__TO BE DONE__
Continue the theater review of The Boy in the Basement, starting after its final sentence.

Romance novels: full of cliché plots, stock characters, improbable coincidences, and plenty of bawdy sex, they are the staple of many a beach read. Now Katherine Heller brings those tropes to very funny life in her play The Boy in the Basement, part of the 2008 New York International Fringe Festival.
Not to be confused with last year's NYMF show The Boy in the Bathroom, Four college girls share an off-campus house- Anna, a sweet and
naïve virgin (Megan Powe), Clarissa, a sexually voracious no-nonsense type (Lynne Rosenberg), Aurora,
a ditzy hippie (Anna Stumpf), and Xandra, a dominant Venezuelan man-eater
(author Katherine Heller). One night
they discover the handsome young Lance Speedworth (Tom Macy) attempting to
steal their television. Rather than turn
him in to the police (he's only stealing to get money for his sister's
operation), they keep the hard-bodied boy as a sex-slave, chained up in their
basement, for a week. That is, all except Anna, who thinks the other three are having him perform more heavy-lifting, rather than heavy-petting chores.

__RECORDS SHOWN__
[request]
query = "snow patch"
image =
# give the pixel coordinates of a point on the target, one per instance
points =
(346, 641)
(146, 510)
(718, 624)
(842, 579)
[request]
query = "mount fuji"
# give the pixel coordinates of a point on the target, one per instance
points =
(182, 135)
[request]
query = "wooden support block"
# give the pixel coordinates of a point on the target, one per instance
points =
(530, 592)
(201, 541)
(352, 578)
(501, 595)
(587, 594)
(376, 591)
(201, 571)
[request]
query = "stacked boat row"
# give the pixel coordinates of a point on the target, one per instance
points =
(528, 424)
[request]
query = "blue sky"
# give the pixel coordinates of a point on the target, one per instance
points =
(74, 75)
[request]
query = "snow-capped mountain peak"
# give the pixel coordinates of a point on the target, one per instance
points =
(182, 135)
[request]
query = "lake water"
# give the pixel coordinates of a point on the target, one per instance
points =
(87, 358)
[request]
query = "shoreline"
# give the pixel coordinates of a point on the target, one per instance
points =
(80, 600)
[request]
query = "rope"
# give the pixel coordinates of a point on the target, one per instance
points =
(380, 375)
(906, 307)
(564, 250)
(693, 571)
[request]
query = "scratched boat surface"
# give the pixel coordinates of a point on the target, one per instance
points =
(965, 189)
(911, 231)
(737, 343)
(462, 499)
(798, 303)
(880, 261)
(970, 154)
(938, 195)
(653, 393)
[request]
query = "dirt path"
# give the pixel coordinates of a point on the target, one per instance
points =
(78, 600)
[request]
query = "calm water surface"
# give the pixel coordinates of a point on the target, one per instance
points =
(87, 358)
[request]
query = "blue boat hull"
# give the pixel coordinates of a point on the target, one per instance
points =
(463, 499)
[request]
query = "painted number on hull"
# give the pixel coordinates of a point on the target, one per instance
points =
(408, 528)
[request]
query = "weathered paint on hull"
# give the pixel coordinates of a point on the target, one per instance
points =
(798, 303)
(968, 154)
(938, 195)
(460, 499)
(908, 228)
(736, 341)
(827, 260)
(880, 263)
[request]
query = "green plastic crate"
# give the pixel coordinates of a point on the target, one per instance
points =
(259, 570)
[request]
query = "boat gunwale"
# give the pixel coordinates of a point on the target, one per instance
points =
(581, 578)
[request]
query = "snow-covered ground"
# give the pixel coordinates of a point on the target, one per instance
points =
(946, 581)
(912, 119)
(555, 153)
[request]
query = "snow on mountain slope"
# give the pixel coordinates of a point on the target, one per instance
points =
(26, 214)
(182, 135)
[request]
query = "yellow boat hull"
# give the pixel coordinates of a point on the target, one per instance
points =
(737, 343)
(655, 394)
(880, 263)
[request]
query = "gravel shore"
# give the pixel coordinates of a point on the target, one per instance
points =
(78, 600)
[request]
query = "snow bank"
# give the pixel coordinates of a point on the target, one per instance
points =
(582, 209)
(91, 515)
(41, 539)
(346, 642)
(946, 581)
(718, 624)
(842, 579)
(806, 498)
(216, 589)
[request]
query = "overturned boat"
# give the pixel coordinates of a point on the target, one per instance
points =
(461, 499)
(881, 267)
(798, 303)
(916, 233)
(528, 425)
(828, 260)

__TASK RESULT__
All of this is narrated by a man (the very funny Nick Fondulis) going by the nom du plume "Catherine DuCheval" (and it is a plume indeed- he writes with a feather pen dipped in ink) is writing a romance novel, lucubrating as he narrates the story for the audience: "Anna's honey-hued tresses shimmered in the sunlight streaming in from the bay window. Her creamy pale skin had a peach rosiness to it, as did her heart-shaped lips. The silk blouse that Anna had carelessly thrown on that morning clung to her shapely bosom in a flattering manner. As she turned in front of the mirror, she thought to herself, she looked pretty good!"
Heller mocks the florid prose of her genre deftly. The story is appropriately predictable, and the dialogue clever. It's a bit confusing why the novel is being written- it seems at times the narrator is becoming aroused by his own erotic prose, posing the question of who would be the intended audience for his bodice-ripper. There are
also a few meta-moments when the characters seem to be out of the author's control, but
not much is made of this, so the outer fiction remains elusive.
The cast are all funny, attractive, or both. Nell Balaban directs with a firm hand, and the humor never lags.
There's no deep meaning or powerful statement here, just a fun time.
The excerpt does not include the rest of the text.